**Instructions for the task**
Rewrite the entries from the start up to and including the line with "pixel 176 282", renaming "Coords" to "Coordinates" and changing nothing else. Leave the pictures out.

(Pointing and labeling entries)
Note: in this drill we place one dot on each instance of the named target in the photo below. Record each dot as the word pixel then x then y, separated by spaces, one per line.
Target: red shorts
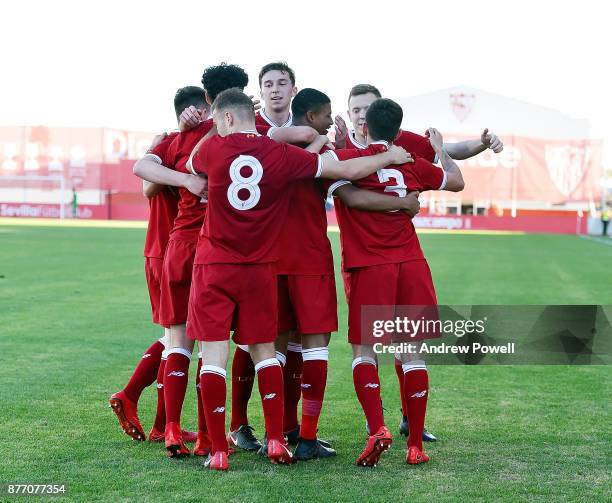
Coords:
pixel 226 296
pixel 153 273
pixel 388 285
pixel 307 303
pixel 176 282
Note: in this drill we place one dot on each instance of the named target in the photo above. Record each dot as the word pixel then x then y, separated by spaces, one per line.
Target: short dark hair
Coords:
pixel 235 99
pixel 384 118
pixel 307 100
pixel 280 66
pixel 221 77
pixel 360 89
pixel 188 96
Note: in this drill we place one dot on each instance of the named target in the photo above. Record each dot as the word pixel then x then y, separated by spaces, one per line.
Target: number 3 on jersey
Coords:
pixel 385 174
pixel 244 183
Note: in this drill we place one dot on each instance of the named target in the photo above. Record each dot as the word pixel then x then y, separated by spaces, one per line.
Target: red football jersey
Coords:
pixel 415 143
pixel 191 209
pixel 371 238
pixel 304 248
pixel 261 119
pixel 163 208
pixel 249 181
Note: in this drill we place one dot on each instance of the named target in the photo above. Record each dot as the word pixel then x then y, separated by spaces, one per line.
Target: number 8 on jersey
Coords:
pixel 244 183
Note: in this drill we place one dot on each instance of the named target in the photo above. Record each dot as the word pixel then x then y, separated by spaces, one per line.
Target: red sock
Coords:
pixel 270 381
pixel 201 415
pixel 416 389
pixel 314 379
pixel 367 387
pixel 160 414
pixel 145 372
pixel 175 383
pixel 213 389
pixel 243 375
pixel 292 377
pixel 400 377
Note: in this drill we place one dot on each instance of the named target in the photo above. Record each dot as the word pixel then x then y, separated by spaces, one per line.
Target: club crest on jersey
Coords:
pixel 566 166
pixel 462 104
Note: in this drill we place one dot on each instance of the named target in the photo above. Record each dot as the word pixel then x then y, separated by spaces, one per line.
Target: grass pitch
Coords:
pixel 74 320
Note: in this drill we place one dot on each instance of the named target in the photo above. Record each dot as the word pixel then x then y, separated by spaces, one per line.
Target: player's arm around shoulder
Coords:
pixel 150 189
pixel 360 167
pixel 295 135
pixel 367 200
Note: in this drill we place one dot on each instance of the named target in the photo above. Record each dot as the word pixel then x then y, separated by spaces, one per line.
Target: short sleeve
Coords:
pixel 429 176
pixel 304 165
pixel 330 186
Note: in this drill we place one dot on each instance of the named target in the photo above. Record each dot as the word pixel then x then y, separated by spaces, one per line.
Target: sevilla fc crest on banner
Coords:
pixel 567 165
pixel 462 104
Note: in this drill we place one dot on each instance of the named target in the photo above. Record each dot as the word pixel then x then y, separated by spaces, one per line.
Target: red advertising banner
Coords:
pixel 528 169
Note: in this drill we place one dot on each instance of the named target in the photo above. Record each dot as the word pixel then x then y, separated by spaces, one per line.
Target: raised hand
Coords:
pixel 491 141
pixel 435 138
pixel 341 132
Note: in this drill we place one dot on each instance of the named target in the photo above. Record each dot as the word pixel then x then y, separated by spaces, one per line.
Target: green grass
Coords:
pixel 74 320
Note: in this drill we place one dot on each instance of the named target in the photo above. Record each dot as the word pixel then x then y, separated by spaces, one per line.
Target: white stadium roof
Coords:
pixel 465 110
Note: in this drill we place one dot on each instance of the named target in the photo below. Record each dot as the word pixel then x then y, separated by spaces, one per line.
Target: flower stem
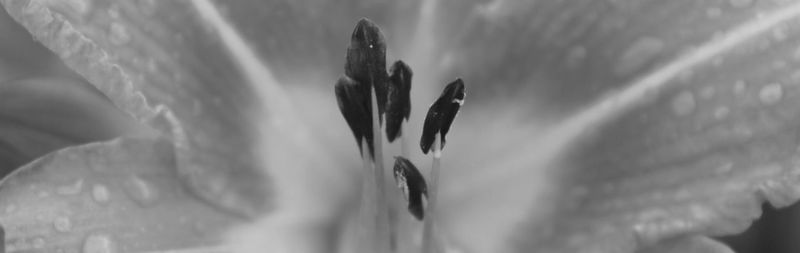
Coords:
pixel 368 205
pixel 433 185
pixel 404 148
pixel 382 219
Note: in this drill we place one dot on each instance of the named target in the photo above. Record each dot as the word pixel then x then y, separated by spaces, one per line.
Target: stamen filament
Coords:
pixel 382 219
pixel 368 205
pixel 433 187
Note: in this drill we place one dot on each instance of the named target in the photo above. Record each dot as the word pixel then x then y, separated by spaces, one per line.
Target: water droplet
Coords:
pixel 771 93
pixel 576 56
pixel 779 34
pixel 62 224
pixel 100 194
pixel 641 52
pixel 141 191
pixel 79 7
pixel 707 92
pixel 148 7
pixel 119 34
pixel 739 86
pixel 713 12
pixel 722 112
pixel 38 243
pixel 99 243
pixel 70 189
pixel 685 76
pixel 683 103
pixel 741 3
pixel 113 12
pixel 796 54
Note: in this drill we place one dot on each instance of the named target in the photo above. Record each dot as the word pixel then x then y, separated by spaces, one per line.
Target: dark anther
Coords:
pixel 413 185
pixel 355 106
pixel 398 105
pixel 366 60
pixel 441 114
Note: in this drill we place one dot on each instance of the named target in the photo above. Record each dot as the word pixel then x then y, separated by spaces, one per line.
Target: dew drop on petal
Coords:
pixel 99 243
pixel 141 191
pixel 100 194
pixel 739 86
pixel 575 56
pixel 713 12
pixel 741 3
pixel 119 34
pixel 148 7
pixel 722 112
pixel 683 104
pixel 641 52
pixel 70 189
pixel 38 243
pixel 707 92
pixel 771 93
pixel 62 224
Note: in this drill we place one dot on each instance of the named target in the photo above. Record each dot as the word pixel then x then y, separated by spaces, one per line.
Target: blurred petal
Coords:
pixel 42 114
pixel 697 244
pixel 651 137
pixel 121 195
pixel 160 62
pixel 602 125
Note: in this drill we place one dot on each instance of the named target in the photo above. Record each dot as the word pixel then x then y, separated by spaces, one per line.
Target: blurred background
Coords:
pixel 44 106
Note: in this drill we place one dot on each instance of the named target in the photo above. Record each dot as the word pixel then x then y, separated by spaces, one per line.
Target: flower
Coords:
pixel 605 126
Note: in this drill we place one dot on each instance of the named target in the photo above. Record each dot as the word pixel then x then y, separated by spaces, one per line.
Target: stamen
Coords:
pixel 398 107
pixel 413 185
pixel 442 113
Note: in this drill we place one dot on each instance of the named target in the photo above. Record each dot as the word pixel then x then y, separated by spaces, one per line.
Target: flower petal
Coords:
pixel 160 62
pixel 651 139
pixel 121 195
pixel 697 244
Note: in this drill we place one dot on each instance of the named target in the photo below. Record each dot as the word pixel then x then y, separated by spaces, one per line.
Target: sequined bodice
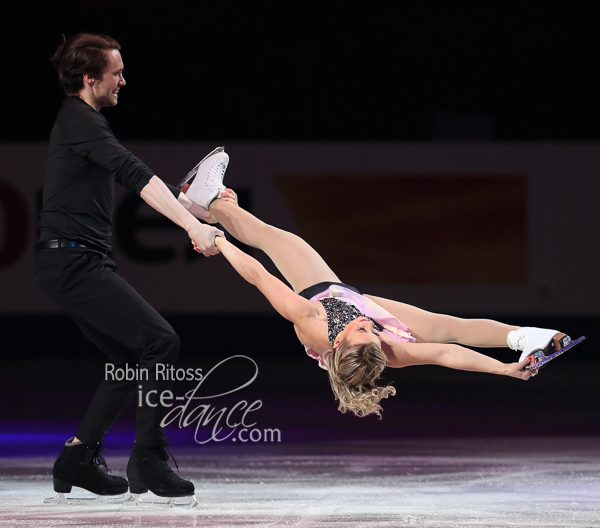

**Result of this exercise**
Note: in this drill we place one dot on each instance of the named target in the photo below. Record each dot as the word pixel then x then y, separated by spaces, one per line.
Target: red shorts
Coordinates:
pixel 226 296
pixel 153 273
pixel 388 285
pixel 307 303
pixel 176 282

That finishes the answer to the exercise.